- [Description of the task] Once the line with "the door window" is found in the material, write out that line and every later line exactly, through the end.
++++++++++
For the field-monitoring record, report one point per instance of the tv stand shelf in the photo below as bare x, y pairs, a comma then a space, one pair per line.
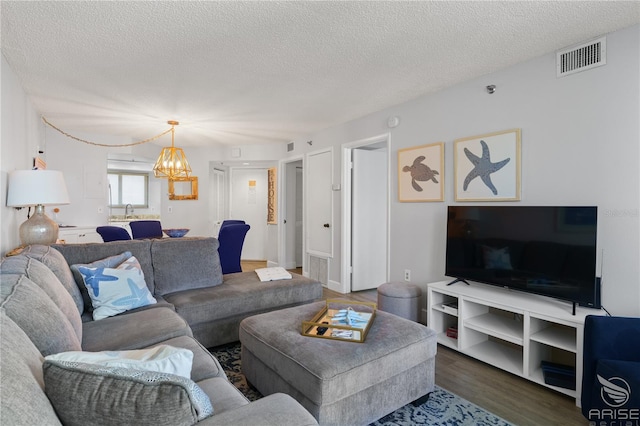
508, 329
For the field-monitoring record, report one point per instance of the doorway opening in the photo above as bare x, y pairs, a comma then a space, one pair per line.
291, 220
365, 221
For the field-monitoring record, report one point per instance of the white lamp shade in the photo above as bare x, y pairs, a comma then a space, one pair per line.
33, 187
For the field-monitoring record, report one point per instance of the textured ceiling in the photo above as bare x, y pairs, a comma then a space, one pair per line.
263, 72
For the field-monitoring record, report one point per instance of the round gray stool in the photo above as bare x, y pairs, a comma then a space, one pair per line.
400, 298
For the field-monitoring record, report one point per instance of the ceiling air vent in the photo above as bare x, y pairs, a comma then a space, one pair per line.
582, 57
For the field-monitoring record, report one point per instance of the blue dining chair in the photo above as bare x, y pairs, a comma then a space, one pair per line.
146, 229
231, 238
113, 233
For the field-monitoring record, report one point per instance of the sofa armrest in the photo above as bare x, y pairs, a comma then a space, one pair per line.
274, 410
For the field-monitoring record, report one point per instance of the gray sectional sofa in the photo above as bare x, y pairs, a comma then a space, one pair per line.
46, 312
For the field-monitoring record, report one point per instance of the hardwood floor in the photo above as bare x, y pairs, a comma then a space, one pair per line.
514, 399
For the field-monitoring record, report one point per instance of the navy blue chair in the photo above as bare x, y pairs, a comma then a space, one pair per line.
231, 238
146, 229
611, 368
113, 233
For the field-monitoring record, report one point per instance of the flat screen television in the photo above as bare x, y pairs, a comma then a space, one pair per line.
545, 250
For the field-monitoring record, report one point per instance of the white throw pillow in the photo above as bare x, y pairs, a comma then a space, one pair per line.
116, 290
162, 358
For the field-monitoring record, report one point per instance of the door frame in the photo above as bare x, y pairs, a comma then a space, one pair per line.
346, 204
282, 208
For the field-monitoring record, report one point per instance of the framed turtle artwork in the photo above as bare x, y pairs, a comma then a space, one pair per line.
421, 173
487, 167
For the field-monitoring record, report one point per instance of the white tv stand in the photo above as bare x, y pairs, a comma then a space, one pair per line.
511, 330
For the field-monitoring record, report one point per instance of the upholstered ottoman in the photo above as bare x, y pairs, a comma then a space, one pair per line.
400, 298
339, 382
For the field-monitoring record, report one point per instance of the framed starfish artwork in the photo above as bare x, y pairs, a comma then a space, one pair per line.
421, 173
487, 167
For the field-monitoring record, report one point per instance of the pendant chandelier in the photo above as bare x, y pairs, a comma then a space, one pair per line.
172, 163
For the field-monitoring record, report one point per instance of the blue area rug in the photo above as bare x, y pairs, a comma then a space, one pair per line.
443, 408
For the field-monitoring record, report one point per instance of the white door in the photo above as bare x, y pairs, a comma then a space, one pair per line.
368, 218
319, 204
248, 202
292, 219
216, 199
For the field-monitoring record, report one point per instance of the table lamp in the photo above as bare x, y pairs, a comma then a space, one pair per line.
37, 188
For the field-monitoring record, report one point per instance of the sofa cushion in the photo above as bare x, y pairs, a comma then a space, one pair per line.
116, 290
93, 394
214, 313
161, 358
41, 275
185, 263
134, 330
22, 386
90, 252
56, 262
107, 262
205, 365
36, 314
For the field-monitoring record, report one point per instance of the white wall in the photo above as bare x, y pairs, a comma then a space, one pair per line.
580, 140
580, 146
21, 132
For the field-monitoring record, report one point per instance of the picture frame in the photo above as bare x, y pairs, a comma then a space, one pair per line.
487, 167
183, 188
421, 173
272, 196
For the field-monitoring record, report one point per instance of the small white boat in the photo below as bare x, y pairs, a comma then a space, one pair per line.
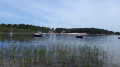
38, 34
11, 33
79, 36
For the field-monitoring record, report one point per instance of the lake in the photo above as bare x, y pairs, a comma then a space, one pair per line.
110, 44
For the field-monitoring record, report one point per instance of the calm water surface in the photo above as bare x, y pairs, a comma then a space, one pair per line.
108, 43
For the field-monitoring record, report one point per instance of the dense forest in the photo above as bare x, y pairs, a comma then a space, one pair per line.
26, 28
23, 28
83, 30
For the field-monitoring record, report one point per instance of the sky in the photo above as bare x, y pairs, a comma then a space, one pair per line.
103, 14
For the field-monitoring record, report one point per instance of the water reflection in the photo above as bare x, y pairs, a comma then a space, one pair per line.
108, 43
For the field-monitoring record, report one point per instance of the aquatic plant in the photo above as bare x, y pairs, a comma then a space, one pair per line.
54, 56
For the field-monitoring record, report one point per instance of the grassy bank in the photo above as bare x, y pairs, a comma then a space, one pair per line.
53, 56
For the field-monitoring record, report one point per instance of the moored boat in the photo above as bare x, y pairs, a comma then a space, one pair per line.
79, 36
38, 34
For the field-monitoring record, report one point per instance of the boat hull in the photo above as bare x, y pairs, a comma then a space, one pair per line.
79, 36
37, 35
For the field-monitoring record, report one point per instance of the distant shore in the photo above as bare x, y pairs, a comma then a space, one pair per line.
57, 33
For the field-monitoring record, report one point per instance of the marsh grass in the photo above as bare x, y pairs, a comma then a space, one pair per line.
54, 56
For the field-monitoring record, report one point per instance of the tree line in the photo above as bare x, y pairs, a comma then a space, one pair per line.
83, 30
23, 28
26, 28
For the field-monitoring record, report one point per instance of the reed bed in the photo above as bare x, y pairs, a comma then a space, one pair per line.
53, 56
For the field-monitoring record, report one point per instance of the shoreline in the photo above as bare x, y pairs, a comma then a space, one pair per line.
84, 34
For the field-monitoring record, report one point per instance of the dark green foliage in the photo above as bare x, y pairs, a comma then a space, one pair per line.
23, 28
117, 33
83, 30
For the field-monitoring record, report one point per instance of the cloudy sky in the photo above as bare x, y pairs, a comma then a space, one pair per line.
103, 14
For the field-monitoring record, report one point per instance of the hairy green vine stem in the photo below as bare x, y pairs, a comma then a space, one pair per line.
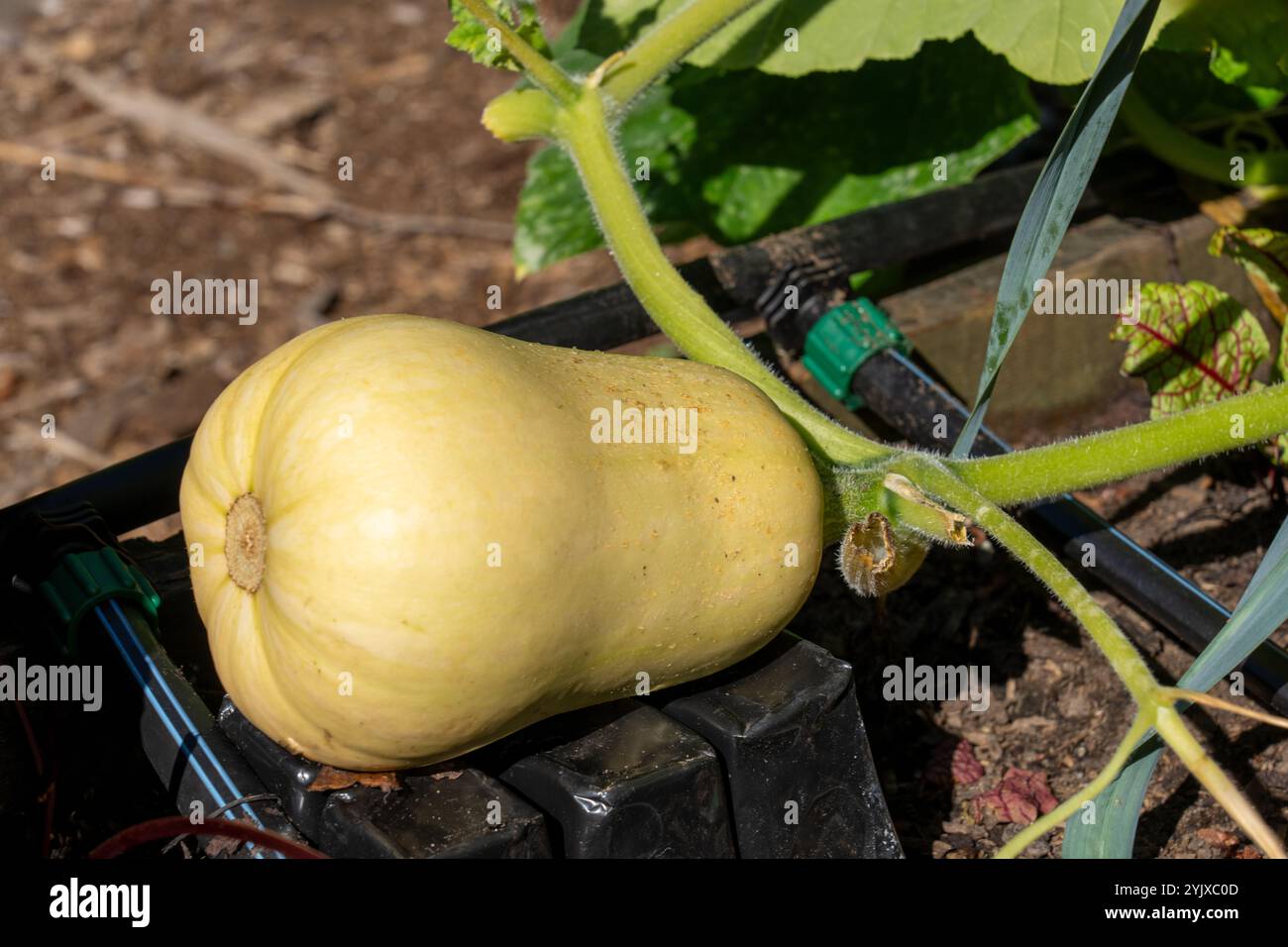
1183, 150
674, 305
666, 44
862, 476
1059, 468
1154, 701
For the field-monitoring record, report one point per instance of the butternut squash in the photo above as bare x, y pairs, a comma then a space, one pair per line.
412, 538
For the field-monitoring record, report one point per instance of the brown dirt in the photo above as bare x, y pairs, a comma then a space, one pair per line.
1056, 706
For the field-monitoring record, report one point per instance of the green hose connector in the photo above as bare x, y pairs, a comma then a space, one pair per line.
842, 341
82, 579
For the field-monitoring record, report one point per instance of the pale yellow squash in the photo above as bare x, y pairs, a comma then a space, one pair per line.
411, 544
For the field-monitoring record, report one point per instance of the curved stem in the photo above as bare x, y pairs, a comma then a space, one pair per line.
1172, 728
1039, 472
1064, 812
1121, 654
662, 47
1128, 665
544, 72
1183, 150
674, 305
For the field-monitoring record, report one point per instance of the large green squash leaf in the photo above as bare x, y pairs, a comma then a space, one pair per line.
1050, 40
1244, 40
742, 155
1263, 257
1193, 344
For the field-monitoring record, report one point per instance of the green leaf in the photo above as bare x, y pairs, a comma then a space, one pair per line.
1263, 257
741, 155
1050, 40
1192, 343
1116, 812
1243, 39
1181, 88
472, 38
555, 221
1055, 197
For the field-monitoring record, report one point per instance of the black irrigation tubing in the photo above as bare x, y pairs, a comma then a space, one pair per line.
146, 488
905, 397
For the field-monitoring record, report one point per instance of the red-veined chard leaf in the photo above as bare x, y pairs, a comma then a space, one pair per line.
1192, 343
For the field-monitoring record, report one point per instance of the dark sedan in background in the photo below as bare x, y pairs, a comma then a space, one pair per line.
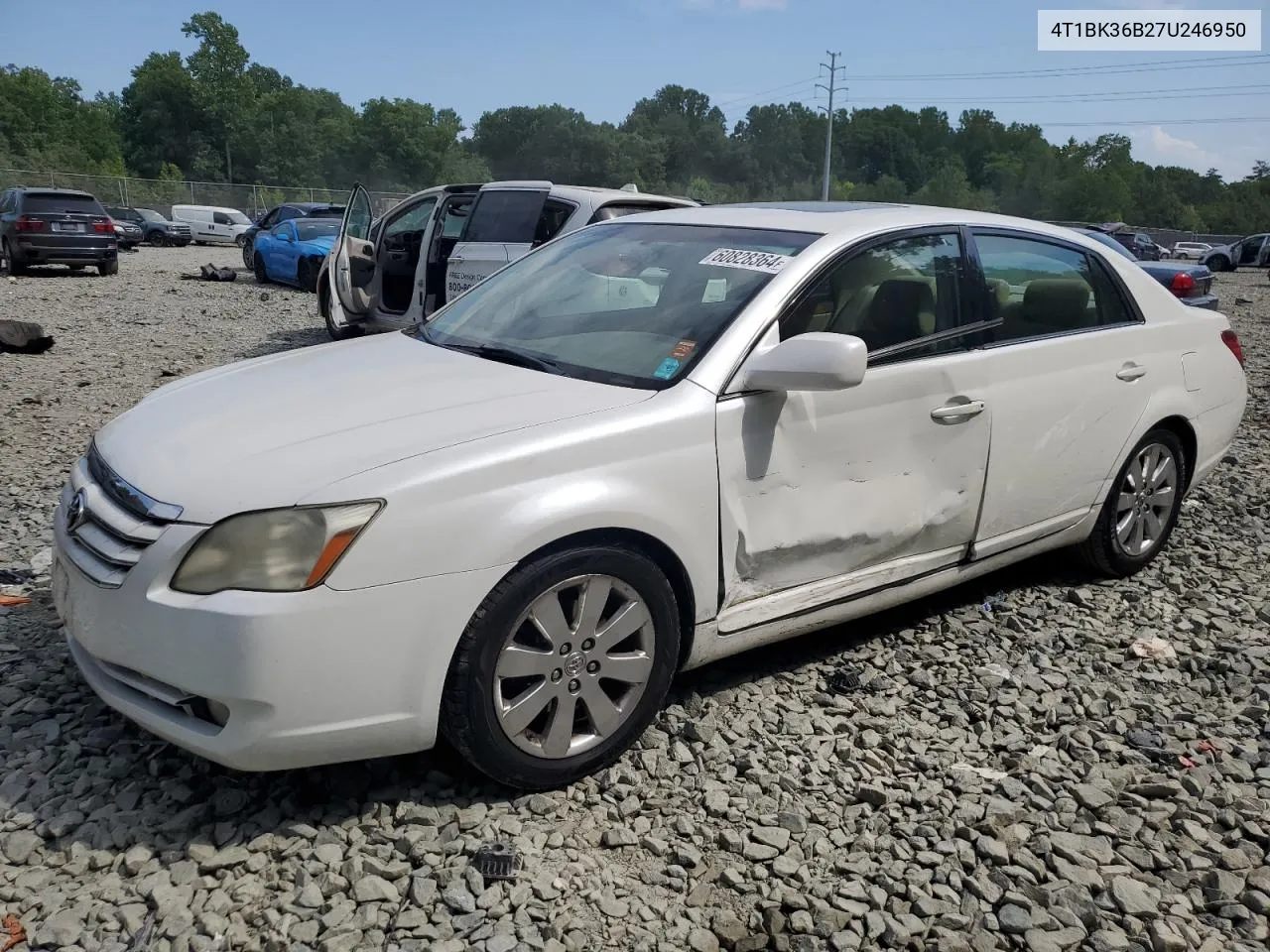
284, 212
1191, 284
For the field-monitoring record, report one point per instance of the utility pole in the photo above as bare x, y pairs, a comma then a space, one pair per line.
832, 66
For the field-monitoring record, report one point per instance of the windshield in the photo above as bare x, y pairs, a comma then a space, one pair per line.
626, 303
317, 227
1102, 239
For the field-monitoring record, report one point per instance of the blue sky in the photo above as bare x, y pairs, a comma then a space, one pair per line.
599, 56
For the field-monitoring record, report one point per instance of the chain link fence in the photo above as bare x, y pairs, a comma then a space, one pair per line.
162, 194
1165, 238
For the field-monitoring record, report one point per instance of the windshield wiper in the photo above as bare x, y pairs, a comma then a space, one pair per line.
495, 352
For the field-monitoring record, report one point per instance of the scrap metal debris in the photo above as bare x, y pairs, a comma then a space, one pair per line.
498, 861
17, 933
843, 682
209, 272
23, 338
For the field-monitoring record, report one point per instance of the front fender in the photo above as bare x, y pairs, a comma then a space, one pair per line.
649, 467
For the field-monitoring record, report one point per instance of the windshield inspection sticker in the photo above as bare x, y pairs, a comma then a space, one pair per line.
683, 349
762, 262
667, 368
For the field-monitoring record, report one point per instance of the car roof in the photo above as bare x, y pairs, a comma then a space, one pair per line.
839, 218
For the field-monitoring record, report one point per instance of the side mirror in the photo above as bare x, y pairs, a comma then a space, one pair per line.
807, 362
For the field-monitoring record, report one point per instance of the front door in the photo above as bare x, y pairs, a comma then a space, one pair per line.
826, 495
1070, 373
354, 257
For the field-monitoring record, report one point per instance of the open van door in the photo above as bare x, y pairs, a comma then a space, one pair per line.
354, 255
500, 227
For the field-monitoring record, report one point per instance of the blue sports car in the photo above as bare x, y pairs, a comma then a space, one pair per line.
293, 252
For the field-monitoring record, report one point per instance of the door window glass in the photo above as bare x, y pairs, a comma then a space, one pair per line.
411, 220
1037, 289
506, 216
358, 223
892, 296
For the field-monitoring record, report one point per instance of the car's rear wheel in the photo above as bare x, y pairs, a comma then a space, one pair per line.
563, 666
1142, 507
8, 264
++++++++++
- [Your solution]
For the field-monitoring record, report one point per instance of the door window glass in the photo above as bare x, y pairs, a comma then a space, one pair per line.
411, 220
1037, 289
506, 216
358, 223
892, 296
For the field-monitoring record, report one point per instance of the car's rear wheel in the photo above as bare x, y pairs, a comma then a space, one pair per line.
563, 666
1142, 507
8, 264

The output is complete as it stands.